-------- Data listing
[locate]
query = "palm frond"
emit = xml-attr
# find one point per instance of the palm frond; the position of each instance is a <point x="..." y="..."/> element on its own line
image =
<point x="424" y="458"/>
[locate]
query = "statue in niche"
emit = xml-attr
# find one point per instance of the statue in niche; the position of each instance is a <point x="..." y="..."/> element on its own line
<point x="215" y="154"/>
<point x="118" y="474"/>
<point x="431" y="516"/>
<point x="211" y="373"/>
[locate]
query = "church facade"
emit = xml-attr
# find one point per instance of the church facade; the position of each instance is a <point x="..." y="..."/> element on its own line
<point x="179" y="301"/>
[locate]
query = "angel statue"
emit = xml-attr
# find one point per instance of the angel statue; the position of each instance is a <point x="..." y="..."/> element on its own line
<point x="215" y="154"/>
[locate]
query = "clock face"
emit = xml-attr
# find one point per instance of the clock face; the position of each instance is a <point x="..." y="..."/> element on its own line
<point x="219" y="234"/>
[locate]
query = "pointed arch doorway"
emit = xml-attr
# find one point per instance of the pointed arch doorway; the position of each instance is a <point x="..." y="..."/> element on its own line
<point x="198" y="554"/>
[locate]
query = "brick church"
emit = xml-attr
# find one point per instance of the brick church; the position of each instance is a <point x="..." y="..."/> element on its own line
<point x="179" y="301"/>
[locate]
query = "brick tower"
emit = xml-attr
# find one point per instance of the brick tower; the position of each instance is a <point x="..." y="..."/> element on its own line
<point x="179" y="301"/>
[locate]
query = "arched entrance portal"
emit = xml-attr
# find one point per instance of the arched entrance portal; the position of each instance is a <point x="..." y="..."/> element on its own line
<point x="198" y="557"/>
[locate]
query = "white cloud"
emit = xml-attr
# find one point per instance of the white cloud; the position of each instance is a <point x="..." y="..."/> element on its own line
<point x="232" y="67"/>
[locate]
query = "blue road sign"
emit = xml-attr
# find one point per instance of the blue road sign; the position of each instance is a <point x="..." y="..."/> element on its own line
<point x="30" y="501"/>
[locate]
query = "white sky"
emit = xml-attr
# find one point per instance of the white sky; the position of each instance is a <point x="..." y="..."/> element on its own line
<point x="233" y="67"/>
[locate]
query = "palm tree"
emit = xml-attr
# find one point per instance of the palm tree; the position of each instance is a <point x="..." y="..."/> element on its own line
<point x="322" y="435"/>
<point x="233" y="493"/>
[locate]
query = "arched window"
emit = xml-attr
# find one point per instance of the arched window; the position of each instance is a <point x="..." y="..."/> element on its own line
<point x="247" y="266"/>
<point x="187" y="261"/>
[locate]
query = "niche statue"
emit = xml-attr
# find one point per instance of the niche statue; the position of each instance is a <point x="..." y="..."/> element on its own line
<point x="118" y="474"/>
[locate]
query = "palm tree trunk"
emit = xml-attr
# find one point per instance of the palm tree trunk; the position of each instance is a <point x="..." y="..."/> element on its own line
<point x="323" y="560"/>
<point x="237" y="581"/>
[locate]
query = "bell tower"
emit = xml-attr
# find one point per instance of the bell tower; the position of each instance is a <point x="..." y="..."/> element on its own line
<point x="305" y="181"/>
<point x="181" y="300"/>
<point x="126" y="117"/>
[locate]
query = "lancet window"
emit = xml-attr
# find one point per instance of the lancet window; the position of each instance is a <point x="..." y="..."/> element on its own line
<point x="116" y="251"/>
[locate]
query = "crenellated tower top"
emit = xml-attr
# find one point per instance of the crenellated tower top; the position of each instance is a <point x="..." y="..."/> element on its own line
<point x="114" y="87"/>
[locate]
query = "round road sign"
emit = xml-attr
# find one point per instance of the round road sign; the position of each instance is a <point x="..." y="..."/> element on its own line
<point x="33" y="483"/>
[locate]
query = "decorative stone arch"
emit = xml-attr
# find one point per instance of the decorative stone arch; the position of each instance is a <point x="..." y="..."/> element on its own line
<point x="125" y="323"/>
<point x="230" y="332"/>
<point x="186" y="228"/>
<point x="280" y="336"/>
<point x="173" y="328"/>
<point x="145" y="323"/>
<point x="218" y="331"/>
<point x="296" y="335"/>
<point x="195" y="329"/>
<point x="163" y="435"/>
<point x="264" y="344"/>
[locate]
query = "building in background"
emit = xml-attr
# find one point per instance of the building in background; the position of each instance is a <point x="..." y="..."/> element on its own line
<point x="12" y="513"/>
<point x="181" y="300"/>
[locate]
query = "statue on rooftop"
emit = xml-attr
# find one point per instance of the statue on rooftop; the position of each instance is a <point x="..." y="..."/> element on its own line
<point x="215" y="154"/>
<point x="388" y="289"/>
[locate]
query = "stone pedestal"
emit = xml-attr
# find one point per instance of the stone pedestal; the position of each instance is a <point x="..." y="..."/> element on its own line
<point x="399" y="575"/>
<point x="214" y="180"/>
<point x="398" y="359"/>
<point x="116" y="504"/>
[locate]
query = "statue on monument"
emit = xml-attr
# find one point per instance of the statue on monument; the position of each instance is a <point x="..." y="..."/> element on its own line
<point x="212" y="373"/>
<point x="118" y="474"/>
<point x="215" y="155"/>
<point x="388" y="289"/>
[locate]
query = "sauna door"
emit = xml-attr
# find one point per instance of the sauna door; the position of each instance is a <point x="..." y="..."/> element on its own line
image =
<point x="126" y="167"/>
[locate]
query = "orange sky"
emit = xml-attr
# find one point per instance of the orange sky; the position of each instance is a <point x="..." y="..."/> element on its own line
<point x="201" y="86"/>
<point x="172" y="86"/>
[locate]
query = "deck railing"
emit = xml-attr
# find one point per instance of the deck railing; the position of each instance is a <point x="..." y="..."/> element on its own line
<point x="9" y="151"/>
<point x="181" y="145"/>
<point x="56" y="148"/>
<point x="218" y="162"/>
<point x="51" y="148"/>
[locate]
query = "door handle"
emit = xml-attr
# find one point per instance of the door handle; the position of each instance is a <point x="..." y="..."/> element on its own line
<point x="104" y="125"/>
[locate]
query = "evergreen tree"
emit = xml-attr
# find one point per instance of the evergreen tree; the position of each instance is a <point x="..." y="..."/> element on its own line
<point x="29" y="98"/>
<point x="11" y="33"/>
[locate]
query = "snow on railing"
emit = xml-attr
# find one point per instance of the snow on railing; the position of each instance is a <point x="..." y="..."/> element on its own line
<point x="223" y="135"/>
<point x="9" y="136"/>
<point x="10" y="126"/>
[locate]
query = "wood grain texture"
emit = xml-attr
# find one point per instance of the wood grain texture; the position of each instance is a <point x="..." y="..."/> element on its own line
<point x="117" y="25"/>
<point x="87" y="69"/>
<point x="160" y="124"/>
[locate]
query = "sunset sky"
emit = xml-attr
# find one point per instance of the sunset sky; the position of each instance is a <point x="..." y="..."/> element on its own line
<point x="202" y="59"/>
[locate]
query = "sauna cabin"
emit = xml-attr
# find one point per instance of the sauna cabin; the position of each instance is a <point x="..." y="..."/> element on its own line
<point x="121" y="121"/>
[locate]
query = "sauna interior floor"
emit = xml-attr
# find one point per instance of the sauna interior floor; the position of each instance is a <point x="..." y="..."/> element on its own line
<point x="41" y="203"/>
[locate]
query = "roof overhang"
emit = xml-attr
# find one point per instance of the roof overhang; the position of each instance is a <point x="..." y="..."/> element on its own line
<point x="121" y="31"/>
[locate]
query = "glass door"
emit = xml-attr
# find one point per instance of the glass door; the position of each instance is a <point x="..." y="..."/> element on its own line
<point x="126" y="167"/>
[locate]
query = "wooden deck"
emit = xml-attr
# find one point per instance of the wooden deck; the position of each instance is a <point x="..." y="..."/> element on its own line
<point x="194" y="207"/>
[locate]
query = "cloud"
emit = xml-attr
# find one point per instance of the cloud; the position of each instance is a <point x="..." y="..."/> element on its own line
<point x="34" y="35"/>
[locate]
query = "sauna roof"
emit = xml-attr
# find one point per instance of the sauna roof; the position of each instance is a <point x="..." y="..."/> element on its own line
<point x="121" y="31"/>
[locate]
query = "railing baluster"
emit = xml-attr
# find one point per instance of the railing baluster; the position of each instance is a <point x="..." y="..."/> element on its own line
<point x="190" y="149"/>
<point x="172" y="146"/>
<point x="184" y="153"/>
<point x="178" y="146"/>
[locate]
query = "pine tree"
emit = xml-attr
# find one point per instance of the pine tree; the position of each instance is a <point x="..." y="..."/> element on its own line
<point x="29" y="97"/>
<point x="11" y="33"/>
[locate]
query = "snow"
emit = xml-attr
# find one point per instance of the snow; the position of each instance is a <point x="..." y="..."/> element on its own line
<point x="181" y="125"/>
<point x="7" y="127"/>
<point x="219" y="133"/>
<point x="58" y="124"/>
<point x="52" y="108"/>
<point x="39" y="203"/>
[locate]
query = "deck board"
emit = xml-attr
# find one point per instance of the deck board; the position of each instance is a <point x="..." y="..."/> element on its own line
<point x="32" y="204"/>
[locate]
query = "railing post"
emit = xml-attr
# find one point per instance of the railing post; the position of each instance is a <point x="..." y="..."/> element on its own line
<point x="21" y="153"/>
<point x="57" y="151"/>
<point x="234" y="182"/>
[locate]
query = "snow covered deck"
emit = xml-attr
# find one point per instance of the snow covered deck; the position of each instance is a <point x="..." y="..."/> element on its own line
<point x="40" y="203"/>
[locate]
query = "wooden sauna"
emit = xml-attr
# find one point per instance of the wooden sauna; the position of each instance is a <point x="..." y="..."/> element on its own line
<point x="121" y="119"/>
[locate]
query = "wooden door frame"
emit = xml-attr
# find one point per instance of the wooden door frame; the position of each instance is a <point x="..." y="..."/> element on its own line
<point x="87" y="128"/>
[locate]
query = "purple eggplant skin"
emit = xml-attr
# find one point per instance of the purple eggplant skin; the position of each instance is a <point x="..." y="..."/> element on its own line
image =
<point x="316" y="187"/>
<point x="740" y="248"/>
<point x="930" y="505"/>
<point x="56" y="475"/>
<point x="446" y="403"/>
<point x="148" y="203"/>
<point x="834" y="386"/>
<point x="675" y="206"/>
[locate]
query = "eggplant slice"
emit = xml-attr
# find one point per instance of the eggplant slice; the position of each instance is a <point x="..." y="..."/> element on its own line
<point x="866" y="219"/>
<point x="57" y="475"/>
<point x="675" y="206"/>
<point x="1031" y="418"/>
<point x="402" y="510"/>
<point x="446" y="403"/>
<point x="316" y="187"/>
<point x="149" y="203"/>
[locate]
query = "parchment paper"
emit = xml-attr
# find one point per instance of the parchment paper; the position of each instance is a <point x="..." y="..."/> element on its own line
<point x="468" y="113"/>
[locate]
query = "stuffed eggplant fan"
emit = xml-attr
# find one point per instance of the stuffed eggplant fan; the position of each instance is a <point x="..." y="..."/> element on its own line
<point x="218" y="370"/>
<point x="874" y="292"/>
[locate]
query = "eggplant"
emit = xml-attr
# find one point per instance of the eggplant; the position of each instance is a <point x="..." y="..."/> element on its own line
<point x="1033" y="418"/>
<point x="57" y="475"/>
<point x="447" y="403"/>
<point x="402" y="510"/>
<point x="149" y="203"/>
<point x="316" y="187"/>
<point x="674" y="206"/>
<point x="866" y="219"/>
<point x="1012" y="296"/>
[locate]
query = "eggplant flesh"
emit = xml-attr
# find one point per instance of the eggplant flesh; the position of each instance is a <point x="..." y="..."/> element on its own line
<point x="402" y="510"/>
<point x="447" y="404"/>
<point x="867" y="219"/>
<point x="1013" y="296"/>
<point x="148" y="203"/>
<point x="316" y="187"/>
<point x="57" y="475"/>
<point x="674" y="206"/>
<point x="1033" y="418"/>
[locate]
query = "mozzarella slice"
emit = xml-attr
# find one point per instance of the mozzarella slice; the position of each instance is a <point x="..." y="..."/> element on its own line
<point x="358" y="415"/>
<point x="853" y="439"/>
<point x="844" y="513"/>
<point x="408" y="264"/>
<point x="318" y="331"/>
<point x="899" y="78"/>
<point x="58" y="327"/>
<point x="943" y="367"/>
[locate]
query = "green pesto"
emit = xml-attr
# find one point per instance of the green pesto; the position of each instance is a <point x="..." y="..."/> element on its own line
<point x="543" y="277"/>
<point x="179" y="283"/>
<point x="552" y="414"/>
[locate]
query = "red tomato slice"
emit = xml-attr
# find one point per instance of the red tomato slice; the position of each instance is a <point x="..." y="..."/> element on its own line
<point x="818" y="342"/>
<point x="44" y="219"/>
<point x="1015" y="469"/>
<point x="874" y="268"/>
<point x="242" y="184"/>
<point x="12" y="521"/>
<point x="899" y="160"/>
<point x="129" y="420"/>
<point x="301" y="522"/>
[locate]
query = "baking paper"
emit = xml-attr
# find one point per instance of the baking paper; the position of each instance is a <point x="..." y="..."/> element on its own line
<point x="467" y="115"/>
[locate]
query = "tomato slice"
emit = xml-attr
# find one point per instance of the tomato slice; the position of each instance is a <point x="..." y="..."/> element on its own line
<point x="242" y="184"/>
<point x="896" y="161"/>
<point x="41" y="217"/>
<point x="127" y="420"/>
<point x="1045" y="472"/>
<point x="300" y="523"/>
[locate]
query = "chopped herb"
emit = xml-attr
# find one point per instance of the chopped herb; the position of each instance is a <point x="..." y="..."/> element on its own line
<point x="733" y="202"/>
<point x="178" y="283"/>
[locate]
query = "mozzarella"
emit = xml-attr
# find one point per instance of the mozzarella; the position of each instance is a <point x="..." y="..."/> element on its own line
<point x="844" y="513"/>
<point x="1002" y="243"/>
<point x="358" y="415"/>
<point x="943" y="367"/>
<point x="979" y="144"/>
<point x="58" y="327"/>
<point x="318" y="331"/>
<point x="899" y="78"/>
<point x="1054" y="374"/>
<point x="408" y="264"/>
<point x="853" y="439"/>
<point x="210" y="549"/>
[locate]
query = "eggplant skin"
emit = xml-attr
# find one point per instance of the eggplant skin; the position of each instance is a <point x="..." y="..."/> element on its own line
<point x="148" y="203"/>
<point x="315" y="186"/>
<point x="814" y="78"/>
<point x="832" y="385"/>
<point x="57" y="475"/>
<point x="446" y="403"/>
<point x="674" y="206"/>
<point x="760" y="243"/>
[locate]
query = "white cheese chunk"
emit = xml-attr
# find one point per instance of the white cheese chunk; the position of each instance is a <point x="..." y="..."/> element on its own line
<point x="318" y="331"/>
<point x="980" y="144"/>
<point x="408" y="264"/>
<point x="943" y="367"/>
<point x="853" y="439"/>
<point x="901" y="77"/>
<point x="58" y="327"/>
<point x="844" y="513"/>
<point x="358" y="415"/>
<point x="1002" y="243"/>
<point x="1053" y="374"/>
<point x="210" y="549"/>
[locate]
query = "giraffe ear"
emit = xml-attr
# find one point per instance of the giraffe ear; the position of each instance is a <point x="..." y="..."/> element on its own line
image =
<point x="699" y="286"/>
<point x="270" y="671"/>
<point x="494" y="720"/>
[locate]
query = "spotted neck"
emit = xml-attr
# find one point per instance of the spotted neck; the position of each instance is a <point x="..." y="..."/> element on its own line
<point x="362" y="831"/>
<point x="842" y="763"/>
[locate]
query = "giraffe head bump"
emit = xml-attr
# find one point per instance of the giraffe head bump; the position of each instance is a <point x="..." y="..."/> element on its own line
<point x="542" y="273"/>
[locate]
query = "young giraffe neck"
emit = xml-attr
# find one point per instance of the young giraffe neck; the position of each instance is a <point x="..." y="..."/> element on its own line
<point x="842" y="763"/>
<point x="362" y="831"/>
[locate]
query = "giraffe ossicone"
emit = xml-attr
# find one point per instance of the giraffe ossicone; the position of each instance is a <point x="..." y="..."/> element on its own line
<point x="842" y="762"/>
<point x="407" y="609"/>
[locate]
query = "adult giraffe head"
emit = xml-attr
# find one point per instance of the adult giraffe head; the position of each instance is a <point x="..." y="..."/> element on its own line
----------------
_Exercise aim:_ Collect every line of the material above that contains the string "railing", copying each such line in full.

_Result for this task:_
query = "deck railing"
# find one point per instance of the deck railing; the position of each instance is a <point x="..." y="..."/> element on its own line
query = "snow on railing"
# find one point per instance of the snow on railing; the position of each instance is a <point x="..." y="..."/> element on its own line
query = "railing baluster"
# find one point per instance of the railing baluster; the position of each instance is a <point x="..." y="..."/> element on its own line
query = "railing post"
# find one point per instance of the railing post; the position of each instance is a <point x="..." y="..."/> element on its own line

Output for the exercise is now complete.